-- What the task requires --
Each line that follows is to be retyped exactly.
start
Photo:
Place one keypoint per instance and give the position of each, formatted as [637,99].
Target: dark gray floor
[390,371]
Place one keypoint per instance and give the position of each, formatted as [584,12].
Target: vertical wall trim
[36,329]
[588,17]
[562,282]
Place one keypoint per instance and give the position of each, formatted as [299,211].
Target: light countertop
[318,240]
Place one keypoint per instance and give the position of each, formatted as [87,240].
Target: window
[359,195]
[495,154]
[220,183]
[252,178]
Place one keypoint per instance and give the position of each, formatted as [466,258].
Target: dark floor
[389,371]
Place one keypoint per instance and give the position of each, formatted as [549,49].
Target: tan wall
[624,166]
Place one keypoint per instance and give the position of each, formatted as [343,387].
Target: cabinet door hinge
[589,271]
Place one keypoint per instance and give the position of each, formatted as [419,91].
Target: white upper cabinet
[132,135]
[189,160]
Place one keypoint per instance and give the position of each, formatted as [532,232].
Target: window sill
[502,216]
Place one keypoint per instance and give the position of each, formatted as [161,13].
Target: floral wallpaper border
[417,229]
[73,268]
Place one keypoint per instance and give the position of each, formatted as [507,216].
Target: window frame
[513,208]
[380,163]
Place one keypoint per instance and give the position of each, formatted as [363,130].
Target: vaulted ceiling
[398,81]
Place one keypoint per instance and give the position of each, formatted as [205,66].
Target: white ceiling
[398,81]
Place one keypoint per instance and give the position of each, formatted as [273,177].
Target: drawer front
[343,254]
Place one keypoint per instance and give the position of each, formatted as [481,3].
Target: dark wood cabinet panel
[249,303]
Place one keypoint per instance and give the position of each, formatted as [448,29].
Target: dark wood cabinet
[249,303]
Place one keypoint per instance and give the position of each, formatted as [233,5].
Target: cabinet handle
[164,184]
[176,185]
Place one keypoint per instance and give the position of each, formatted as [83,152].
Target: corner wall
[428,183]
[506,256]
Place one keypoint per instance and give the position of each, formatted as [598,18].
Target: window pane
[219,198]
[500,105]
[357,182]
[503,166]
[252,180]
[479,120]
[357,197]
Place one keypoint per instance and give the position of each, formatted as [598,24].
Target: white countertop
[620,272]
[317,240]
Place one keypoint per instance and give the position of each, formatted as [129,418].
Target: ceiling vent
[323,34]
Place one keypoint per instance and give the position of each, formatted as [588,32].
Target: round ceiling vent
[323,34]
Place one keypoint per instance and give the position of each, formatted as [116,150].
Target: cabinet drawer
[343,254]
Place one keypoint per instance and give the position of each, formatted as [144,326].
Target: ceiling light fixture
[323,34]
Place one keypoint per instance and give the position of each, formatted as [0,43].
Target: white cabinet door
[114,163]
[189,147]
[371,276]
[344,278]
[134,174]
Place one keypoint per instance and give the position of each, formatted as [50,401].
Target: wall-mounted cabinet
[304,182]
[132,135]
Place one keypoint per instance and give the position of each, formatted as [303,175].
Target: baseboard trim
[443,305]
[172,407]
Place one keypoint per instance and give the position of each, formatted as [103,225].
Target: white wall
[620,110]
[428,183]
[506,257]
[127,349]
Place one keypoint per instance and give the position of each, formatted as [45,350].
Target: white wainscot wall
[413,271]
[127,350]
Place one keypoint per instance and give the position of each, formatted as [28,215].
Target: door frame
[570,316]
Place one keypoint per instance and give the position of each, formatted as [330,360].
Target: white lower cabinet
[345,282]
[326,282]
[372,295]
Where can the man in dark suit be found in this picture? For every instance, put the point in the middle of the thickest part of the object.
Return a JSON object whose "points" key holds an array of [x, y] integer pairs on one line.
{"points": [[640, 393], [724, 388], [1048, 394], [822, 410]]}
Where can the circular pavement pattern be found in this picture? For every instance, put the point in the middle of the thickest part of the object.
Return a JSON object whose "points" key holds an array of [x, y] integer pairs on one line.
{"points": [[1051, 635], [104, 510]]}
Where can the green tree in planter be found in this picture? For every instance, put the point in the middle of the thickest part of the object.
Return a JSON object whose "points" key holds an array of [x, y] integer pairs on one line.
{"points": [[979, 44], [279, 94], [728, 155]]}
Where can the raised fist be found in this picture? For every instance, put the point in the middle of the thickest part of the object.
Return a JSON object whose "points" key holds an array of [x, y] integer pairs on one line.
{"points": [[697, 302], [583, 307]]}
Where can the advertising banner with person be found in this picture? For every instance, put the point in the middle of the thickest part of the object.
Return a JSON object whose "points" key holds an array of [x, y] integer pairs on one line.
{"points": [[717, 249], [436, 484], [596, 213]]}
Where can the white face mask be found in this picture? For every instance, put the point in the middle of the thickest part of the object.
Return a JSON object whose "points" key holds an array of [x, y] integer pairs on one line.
end
-- Solution below --
Photo:
Place one keypoint per instance and give the position of each, formatted as [637,99].
Target: dark gray floor
[390,371]
Place one keypoint per instance and give the position of each, formatted as [584,12].
Target: vertical wall trim
[36,329]
[588,17]
[562,282]
Place one keypoint per instance and give the position of each, formatted as [299,211].
Target: light countertop
[318,240]
Place one keypoint per instance and give the position of each, formatted as [87,240].
Target: window
[359,195]
[495,154]
[220,183]
[252,178]
Place one keypoint per instance and give the position of each, formatted as [466,258].
Target: dark floor
[389,371]
Place one keypoint per instance and give the position of each, formatted as [549,49].
Target: tan wall
[624,166]
Place one keypoint per instance and give the position of each, formatted as [343,387].
Target: cabinet door hinge
[589,271]
Place one keypoint per instance and give the position of each, formatted as [419,91].
Target: white upper cabinet
[132,135]
[189,160]
Place one keypoint per instance and give the position of each, formatted as [532,232].
Target: window sill
[502,216]
Place one keypoint per instance and give the position of each, formatted as [161,13].
Target: floral wallpaper border
[417,229]
[73,268]
Place one keypoint per instance and give the position of each, formatted as [507,216].
Target: window frame
[513,208]
[380,163]
Place one keypoint per instance and give the position of each, formatted as [363,130].
Target: vaulted ceiling
[398,81]
Place one keypoint per instance and give the position of each, formatted as [205,66].
Target: white ceiling
[398,81]
Place one keypoint per instance and give the position of each, formatted as [273,177].
Target: drawer front
[343,254]
Place one keypoint per instance and give the position of each, formatted as [481,3].
Target: dark wood cabinet panel
[249,303]
Place one keypoint per instance and give the position of each, formatted as [448,29].
Target: dark wood cabinet
[249,303]
Place one keypoint per instance and give the position of each, formatted as [233,5].
Target: cabinet handle
[164,184]
[176,185]
Place one keypoint per instance and give the position of each, formatted as [83,152].
Target: corner wall
[428,183]
[506,256]
Place one keypoint per instance and give the position of each, formatted as [598,18].
Target: window pane
[219,198]
[500,105]
[357,182]
[503,166]
[252,180]
[479,120]
[357,197]
Place one keypoint per instance and give the position of each, formatted as [598,24].
Target: white countertop
[620,272]
[317,240]
Place one keypoint per instance and give the position of each, formatted as [129,418].
Target: ceiling vent
[323,34]
Place one keypoint per instance and give the position of each, formatted as [588,32].
Target: round ceiling vent
[323,34]
Place one keypoint per instance and give the position of each, formatted as [116,150].
Target: cabinet drawer
[343,254]
Place one keypoint per instance and give the position of each, formatted as [144,326].
Target: ceiling light fixture
[323,34]
Place one keypoint per instance and give the position of each, formatted as [0,43].
Target: white cabinet door
[114,163]
[189,147]
[371,276]
[344,278]
[134,174]
Place one keypoint per instance and give the position of each, formatted as [50,401].
Target: wall-mounted cabinet
[304,182]
[132,135]
Place one keypoint per instance and give the position of each, formatted as [303,175].
Target: baseboard trim
[443,305]
[172,407]
Place one keypoint per instance and give the position of each, formatted as [103,225].
Target: white wall
[620,110]
[428,183]
[506,257]
[127,349]
Place one keypoint per instance and give the position of each, formatted as [45,350].
Target: white wainscot wall
[413,271]
[127,350]
Place one keypoint per instance and give the position of each, formatted as [28,215].
Target: door frame
[570,316]
Place one keypoint per instance and give the position of each, formatted as [330,360].
Target: white lower cabinet
[345,282]
[326,282]
[372,295]
Where can the man in dark suit be found in this picture? For every instance, put the point in the middle of the thickest part of the object.
Return a JSON object whose "points" key holds an array of [x, y] integer pairs on one line.
{"points": [[640, 393], [724, 388], [1048, 394], [822, 410]]}
Where can the circular pavement pattern be found in this picture? For every instance, put the point in the middle of the thickest part of the object.
Return a JSON object whose "points" key holds an array of [x, y] integer pairs on one line.
{"points": [[1051, 635], [104, 510]]}
Where can the green tree in planter be found in this picture? For every instance, put the point in the middle of the thickest part of the object.
Return a JSON object whose "points" key holds an array of [x, y] integer pairs on one line.
{"points": [[979, 44], [279, 94], [728, 155]]}
Where can the raised fist be found in this picture? For every instance, put the point in the middle of the thickest part of the object.
Return a JSON object whose "points" key holds an array of [x, y] integer pairs on one line.
{"points": [[697, 302], [583, 307]]}
Where can the advertising banner with person be found in this picture? For every instance, put the point in the middle of the thickest part of the object.
Return a JSON object whose "points" key holds an array of [x, y] integer pairs on one line.
{"points": [[717, 249], [436, 484], [596, 213]]}
Where can the white face mask be found in this picture? For every instance, put the point in the middle of the thickest part of the object.
Return a JSON object whose "points" key holds an array of [x, y] integer pairs on one line.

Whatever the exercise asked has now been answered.